→ **Required work**:
- A) In the text on candlestick patterns, what does a bullish pattern accompanied by a surge in volume indicate?
- B) Decide whether each statement agrees with the text on candlestick patterns, answering yes or no and quoting the deciding words: (i) The hammer has a long upper wick. (ii) Candlestick patterns are divided into three types. (iii) The inverted hammer appears after an uptrend.
- C) Write the next part of the text on candlestick patterns, picking up after its final sentence.

Relative Strength Index (RSI)

The RSI measures the speed and change of price movements. If a bullish candlestick pattern forms when RSI is below 30 (oversold), it could signal a powerful reversal upward.

Volume Indicators

Pair patterns with volume indicators like OBV or VWAP. A bullish pattern with surge in volume indicates genuine buying interest.

RSI Indicator

Bollinger Bands

Help understand price volatility. Patterns near upper or lower bands may suggest potential reversals.

Bollinger Bands

Types of Candlestick Patterns

Traders rely on candlestick patterns because they provide a popular way to quickly interpret price information. These are categorized into 3 types:

1. Bullish Patterns

Signify that after these patterns the market may show upward trend

2. Bearish Patterns

Signify that after these patterns the market may show downward trend

3. Continuation Patterns

Signify that the current price trend is likely to continue

Bullish Candlestick Patterns

Bullish candlestick patterns suggest a potential reversal from downtrend to uptrend or continuation of uptrend. These patterns indicate buying pressure is overcoming selling pressure, leading to potential price rises.

1. Hammer Pattern

Signal: Bullish Pattern

The hammer is a bullish reversal pattern that forms after a downtrend. It is characterized by a small body near the top of the candlestick with a long lower wick. This indicates that despite selling pressure driving the price down, buyers stepped in to push the price back up. The implication is that the downtrend may be nearing its end, and a potential uptrend could follow.

1. Hammer Pattern

2. Inverted Hammer Pattern

Signal: Bullish Pattern

The inverted hammer is a bullish reversal pattern that appears after a downtrend. It has a small body, a long upper wick, and little to no lower wick. This indicates that buyers attempted to push the price higher but met resistance. The following bullish candlestick confirms the reversal.

→ **Data listing**:

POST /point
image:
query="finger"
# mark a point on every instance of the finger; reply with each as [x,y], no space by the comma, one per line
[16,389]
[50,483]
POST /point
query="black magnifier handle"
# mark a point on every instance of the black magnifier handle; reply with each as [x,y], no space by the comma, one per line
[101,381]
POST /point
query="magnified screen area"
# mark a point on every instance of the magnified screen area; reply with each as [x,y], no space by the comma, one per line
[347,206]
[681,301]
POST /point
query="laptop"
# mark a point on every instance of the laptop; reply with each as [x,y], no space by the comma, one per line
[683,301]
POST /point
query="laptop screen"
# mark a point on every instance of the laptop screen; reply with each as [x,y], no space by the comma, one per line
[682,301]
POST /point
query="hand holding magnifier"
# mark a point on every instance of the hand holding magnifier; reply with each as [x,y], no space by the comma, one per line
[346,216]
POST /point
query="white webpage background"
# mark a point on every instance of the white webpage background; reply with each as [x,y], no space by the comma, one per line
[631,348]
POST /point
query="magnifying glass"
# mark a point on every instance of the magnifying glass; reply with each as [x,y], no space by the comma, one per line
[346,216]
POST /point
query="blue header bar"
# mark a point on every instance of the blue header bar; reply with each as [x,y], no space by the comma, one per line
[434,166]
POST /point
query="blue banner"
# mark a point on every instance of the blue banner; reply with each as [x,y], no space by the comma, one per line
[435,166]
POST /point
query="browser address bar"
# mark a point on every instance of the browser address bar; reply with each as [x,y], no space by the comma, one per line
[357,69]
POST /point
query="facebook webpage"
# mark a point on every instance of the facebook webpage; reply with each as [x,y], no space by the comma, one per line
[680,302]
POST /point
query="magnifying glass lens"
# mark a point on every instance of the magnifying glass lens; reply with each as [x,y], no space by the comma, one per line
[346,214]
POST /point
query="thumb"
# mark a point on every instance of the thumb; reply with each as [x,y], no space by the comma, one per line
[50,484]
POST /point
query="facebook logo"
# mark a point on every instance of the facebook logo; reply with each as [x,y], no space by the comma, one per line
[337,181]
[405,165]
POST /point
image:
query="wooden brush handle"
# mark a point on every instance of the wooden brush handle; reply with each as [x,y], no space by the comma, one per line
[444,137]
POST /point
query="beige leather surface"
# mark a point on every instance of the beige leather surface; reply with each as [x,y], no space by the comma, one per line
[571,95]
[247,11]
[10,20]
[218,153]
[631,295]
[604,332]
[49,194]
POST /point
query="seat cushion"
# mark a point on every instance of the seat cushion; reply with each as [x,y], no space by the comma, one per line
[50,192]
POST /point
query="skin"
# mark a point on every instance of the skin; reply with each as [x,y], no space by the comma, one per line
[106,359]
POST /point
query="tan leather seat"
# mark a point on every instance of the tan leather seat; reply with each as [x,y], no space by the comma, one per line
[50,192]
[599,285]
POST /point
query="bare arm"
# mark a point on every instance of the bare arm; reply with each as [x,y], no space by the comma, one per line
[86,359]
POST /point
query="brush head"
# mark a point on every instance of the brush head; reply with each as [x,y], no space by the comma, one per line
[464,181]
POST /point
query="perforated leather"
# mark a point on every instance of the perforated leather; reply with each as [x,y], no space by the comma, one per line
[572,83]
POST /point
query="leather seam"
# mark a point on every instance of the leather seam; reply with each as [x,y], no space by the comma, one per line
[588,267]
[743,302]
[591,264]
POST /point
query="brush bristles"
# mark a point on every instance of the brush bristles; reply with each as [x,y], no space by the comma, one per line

→ **Written responses**:
- A) It indicates genuine buying interest.

- B)
(i) No: "a small body near the top of the candlestick with a long lower wick"
(ii) Yes: "These are categorized into 3 types"
(iii) No: "The inverted hammer is a bullish reversal pattern that appears after a downtrend"

- C)
2. Inverted Hammer Pattern

3. Piercing Line Pattern

Signal: Bullish Pattern

The piercing line pattern is a two-candlestick formation signaling a potential bullish reversal. It occurs in a downtrend, with the first candlestick being bearish and followed by a bullish candlestick that opens lower but closes above the midpoint of the previous candlestick. This pattern suggests a strong shift in market sentiment from bearish to bullish.

3. Piercing Line Pattern

4. Bullish Engulfing Pattern

Signal: Bullish Pattern

The bullish engulfing pattern is a reversal signal. It consists of a small bearish candlestick followed by a larger bullish candlestick that completely engulfs the previous one. This indicates that buyers have taken control, overpowering the sellers, and suggests a potential upward movement.

4. Bullish Engulfing Pattern

5. Bullish Spinning Top Pattern

Signal: Bullish Pattern

A bullish spinning top is characterized by a small body and long wicks on both sides. It indicates indecision in the market, with both buyers and sellers unable to gain the upper hand. When it appears after a downtrend, it suggests that selling pressure is weakening and that a bullish reversal may be imminent.

5. Bullish Spinning Top Pattern

6. The Morning Star Pattern

Signal: Bullish Pattern

The morning star is a three-candlestick pattern that signals a bullish reversal. It's characterized by the following: Starts with a long, bearish candlestick. Followed by a small-bodied candlestick (the star) that gaps down. Ends with a long bullish candlestick that closes near the midpoint of the first candlestick. This pattern indicates a shift from selling to buying pressure.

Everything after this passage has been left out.